# What to work on:
Pick out each line of the records that includes the string "post", and copy it.

Point-per-instance localization data
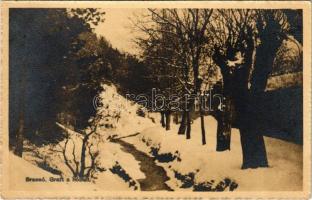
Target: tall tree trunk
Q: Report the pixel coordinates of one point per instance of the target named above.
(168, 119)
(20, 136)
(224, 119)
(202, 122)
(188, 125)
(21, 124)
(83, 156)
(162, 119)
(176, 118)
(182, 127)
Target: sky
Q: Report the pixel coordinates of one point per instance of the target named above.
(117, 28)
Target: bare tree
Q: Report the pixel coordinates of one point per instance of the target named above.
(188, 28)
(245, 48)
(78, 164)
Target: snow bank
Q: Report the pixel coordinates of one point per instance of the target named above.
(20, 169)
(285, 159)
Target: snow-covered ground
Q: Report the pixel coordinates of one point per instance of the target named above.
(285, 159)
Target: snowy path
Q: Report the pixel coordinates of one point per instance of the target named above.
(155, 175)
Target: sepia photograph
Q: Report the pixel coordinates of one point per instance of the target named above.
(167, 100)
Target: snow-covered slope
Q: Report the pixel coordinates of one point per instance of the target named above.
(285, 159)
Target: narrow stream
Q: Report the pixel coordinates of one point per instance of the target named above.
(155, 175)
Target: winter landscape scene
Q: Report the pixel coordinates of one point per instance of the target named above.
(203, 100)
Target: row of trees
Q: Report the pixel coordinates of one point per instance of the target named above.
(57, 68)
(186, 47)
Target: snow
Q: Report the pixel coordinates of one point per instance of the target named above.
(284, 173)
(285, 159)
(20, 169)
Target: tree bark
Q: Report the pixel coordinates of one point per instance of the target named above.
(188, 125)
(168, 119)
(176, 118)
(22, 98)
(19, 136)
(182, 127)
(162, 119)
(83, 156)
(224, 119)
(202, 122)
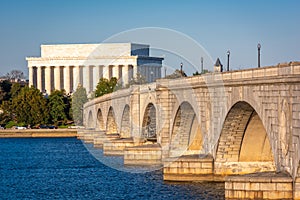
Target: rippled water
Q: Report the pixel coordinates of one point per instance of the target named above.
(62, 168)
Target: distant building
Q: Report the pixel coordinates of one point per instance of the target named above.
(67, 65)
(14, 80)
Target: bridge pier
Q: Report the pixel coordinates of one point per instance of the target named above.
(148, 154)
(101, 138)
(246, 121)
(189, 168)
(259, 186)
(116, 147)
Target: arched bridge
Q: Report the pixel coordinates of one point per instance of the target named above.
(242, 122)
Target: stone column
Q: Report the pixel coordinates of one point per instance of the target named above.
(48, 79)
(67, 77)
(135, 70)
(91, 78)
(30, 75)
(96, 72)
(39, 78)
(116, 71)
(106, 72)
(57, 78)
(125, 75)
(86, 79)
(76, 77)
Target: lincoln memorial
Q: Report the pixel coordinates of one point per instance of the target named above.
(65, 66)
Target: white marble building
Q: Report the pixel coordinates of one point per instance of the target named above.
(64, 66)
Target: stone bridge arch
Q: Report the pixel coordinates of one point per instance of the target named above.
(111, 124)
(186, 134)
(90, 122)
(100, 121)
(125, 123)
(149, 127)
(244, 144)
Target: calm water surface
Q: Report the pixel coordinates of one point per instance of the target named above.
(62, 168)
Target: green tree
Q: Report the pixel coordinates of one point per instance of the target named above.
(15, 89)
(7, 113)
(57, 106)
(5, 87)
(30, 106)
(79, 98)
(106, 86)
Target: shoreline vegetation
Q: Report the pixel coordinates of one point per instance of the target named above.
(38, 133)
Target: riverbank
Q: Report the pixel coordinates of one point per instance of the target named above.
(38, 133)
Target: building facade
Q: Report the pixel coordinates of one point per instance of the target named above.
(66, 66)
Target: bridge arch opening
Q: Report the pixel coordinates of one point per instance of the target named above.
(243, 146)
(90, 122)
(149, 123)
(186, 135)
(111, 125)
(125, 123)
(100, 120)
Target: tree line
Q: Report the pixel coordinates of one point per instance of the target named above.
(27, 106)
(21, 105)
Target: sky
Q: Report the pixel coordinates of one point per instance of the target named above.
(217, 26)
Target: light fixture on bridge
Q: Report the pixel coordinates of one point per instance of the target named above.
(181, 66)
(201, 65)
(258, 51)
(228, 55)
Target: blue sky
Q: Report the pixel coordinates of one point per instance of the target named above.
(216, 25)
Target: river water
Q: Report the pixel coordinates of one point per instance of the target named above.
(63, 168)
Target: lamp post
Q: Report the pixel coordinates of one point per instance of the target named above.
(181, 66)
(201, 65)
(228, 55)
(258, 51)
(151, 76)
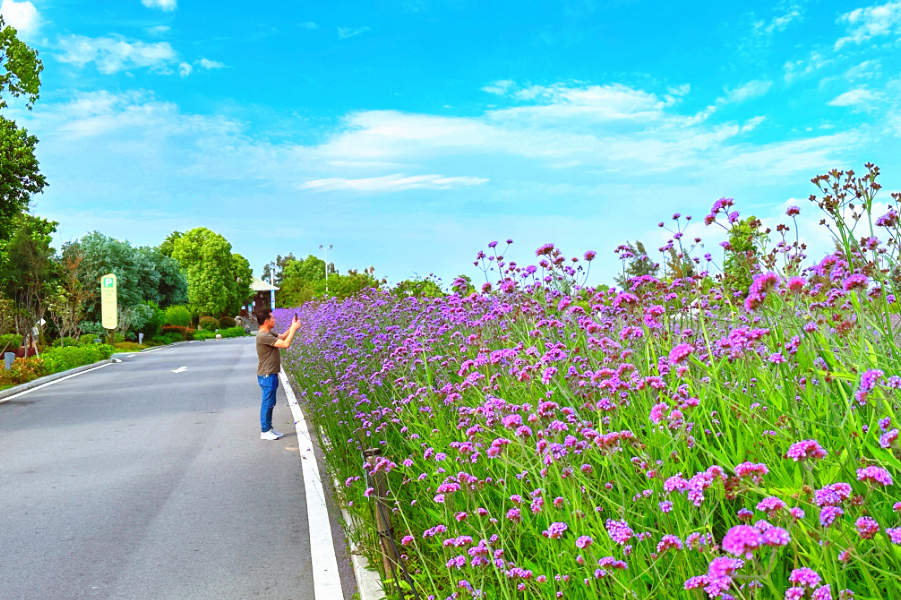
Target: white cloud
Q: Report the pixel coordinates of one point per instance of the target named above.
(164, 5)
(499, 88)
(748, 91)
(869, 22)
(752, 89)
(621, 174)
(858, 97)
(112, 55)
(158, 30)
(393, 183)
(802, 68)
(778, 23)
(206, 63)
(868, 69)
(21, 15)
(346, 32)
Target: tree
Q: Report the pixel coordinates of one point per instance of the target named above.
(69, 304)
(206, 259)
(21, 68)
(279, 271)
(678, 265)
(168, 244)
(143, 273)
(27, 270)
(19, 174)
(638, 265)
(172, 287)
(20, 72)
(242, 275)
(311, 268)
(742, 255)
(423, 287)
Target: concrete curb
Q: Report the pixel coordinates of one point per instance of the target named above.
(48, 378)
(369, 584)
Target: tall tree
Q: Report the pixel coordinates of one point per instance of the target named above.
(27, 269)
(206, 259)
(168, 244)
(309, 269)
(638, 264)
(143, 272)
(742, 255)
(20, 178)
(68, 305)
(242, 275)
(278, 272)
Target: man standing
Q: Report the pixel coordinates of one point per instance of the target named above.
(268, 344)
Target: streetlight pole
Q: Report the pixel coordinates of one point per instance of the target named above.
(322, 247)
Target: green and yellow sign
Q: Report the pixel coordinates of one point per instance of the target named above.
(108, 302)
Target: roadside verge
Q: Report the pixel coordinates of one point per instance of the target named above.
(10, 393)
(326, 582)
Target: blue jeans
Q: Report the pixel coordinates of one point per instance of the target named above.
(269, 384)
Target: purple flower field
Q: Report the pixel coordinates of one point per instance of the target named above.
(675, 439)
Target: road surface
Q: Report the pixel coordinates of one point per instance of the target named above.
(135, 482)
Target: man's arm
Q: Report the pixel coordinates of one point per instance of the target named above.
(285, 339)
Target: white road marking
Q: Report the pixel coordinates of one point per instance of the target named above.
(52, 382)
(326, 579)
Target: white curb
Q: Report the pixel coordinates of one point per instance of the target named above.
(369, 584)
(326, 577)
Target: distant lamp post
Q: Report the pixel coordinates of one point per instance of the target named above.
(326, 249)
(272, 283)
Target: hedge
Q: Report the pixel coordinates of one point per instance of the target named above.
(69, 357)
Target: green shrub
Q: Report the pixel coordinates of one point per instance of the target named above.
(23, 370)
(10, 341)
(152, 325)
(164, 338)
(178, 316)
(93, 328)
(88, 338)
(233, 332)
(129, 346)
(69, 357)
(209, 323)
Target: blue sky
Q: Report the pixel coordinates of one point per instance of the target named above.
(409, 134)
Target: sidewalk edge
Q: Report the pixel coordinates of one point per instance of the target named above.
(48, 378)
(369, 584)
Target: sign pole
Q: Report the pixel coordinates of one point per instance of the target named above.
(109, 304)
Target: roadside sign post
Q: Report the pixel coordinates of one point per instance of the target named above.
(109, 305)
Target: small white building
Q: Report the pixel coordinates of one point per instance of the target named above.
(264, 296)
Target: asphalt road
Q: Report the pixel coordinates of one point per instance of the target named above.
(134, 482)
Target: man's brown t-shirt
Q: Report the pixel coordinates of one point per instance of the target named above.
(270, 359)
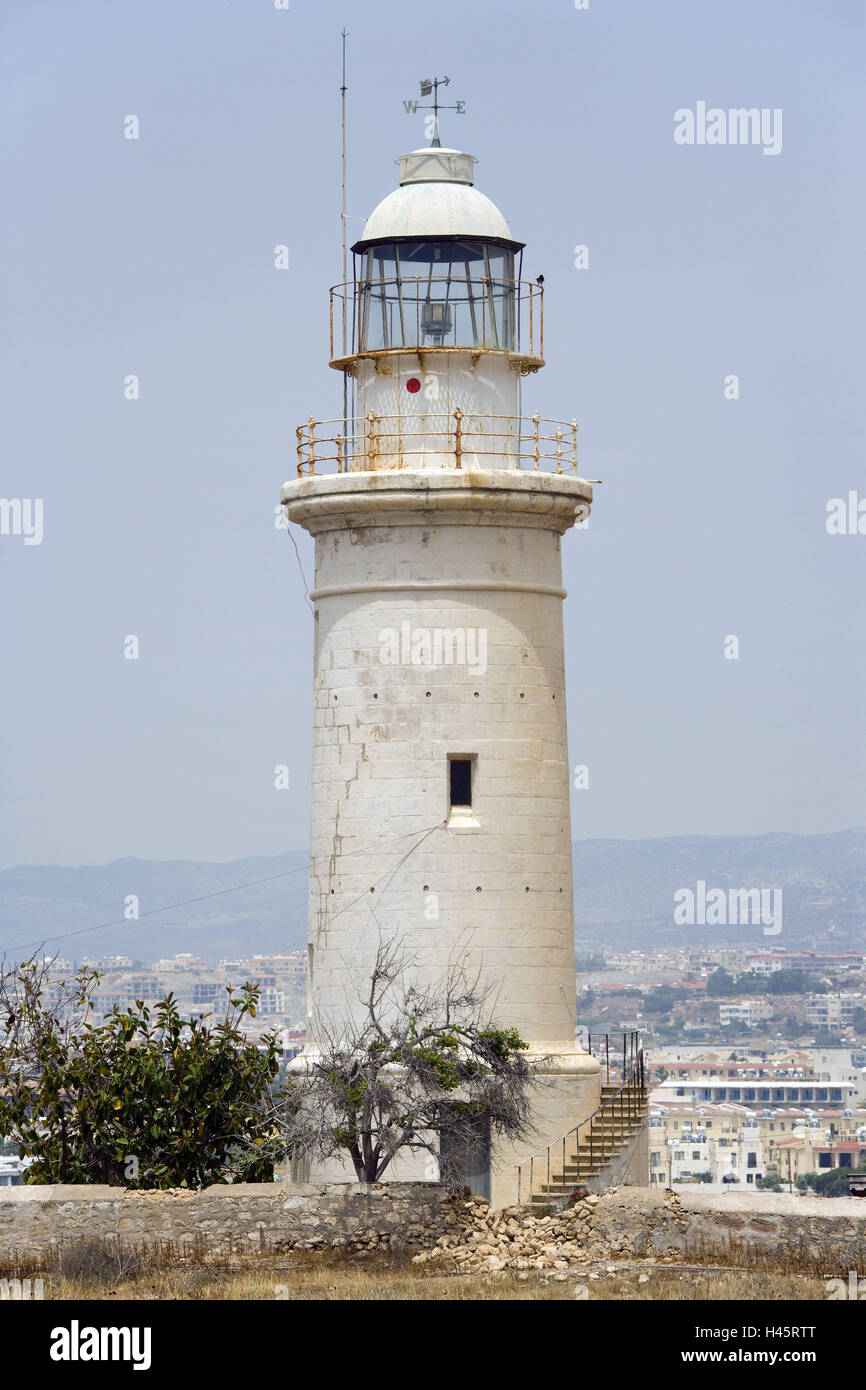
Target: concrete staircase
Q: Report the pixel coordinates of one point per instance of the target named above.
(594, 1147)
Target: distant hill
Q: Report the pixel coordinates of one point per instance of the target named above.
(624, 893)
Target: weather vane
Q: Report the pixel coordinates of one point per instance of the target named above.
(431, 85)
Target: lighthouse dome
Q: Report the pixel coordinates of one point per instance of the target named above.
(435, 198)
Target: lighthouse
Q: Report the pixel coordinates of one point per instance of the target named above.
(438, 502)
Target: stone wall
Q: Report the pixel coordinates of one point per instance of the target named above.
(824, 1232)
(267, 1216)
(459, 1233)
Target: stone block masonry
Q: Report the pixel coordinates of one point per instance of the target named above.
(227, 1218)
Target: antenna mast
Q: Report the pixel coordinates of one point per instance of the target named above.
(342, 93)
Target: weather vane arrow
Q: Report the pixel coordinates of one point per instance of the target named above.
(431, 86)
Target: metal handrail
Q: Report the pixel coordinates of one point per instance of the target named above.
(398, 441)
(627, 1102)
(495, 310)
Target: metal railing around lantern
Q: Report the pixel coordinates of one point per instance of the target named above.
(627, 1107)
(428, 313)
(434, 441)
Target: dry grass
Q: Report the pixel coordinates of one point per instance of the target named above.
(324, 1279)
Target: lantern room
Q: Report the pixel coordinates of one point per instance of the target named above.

# Exercise output:
Target: lamp post
Target: distant lamp post
Target: roadside sign post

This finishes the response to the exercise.